Kvevris (Georgian: ქვევრი; often misleadingly spelled "qvevri", and known as churi in Western Georgia) are large earthenware vessels used for the fermentation, storage and ageing of traditional Georgian wine. Resembling large, egg-shaped amphorae without handles, they are either buried below ground or set into the floors of large wine cellars. Kvevris vary in size: volumes range from 20 litres to around 10,000; 800 is typical.[1]

Archaeological excavations in the southern Georgian region of Kvemo Kartli (notably at Dangreuli Gora, Gadachrili Gora and in the village of Imiri) uncovered evidence of grape pips and kvevris dating back to the VIth millennium B.C.[2]

The villages of Atsana in Guria; Makatubani, Shrosha, Tq'emlovana and Chkhiroula in Imereti; and Vardisubani in Kakheti are traditional kvevri-making areas. Artisanal families have passed down the knowledge of this ancient handicraft through the generations. The clay used to manufacture a kvevri must be carefully chosen, as its characteristics will influence the wine's mineral content.[3]

The process of making wine in kvevris involves pressing the grapes and then pouring the juice, grape skins, stalks and pips into the kvevri, which is then sealed. The juice is then left to ferment into wine for at least five to six months before being decanted and bottled. The mash of pips, skins and stalks (called chacha in Georgian) is then removed and distilled into brandy. The empty kvevri is then washed, sterilized with lime and re-coated with beeswax, ready to be filled again.

★ ★ ★

TASK OBJECTIVE: Transcribe the passage on kvevris from "The villages of" up to and including "be filled again.". The lines that follow have no connection to the text about kvevris.

PROVIDED DATA:
★ ★ ★

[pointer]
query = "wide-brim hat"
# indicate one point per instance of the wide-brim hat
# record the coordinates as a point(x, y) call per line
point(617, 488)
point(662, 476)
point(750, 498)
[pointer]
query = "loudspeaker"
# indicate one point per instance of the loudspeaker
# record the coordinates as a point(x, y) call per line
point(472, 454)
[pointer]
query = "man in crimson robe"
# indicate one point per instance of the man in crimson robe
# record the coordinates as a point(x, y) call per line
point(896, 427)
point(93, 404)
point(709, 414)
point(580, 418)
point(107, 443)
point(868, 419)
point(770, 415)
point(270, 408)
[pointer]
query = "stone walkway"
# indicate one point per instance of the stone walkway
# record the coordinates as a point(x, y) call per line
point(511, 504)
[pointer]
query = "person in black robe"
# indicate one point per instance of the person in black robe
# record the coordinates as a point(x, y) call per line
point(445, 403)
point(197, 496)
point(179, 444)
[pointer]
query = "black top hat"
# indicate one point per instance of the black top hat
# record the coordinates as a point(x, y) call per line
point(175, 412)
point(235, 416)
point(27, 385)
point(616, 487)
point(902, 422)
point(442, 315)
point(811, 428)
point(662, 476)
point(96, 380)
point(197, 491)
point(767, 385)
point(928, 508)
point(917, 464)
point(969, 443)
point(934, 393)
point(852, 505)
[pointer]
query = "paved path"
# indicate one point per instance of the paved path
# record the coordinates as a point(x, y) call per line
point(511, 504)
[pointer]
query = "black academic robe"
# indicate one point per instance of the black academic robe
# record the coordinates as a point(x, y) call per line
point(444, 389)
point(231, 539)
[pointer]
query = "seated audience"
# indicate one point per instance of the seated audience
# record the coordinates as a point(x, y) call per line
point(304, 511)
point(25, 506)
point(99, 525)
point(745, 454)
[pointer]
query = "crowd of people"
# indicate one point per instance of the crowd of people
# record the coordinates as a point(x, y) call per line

★ ★ ★

SOLVED EXERCISE:
The villages of Atsana in Guria; Makatubani, Shrosha, Tq'emlovana and Chkhiroula in Imereti; and Vardisubani in Kakheti are traditional kvevri-making areas. Artisanal families have passed down the knowledge of this ancient handicraft through the generations. The clay used to manufacture a kvevri must be carefully chosen, as its characteristics will influence the wine's mineral content.[3]

The process of making wine in kvevris involves pressing the grapes and then pouring the juice, grape skins, stalks and pips into the kvevri, which is then sealed. The juice is then left to ferment into wine for at least five to six months before being decanted and bottled. The mash of pips, skins and stalks (called chacha in Georgian) is then removed and distilled into brandy. The empty kvevri is then washed, sterilized with lime and re-coated with beeswax, ready to be filled again.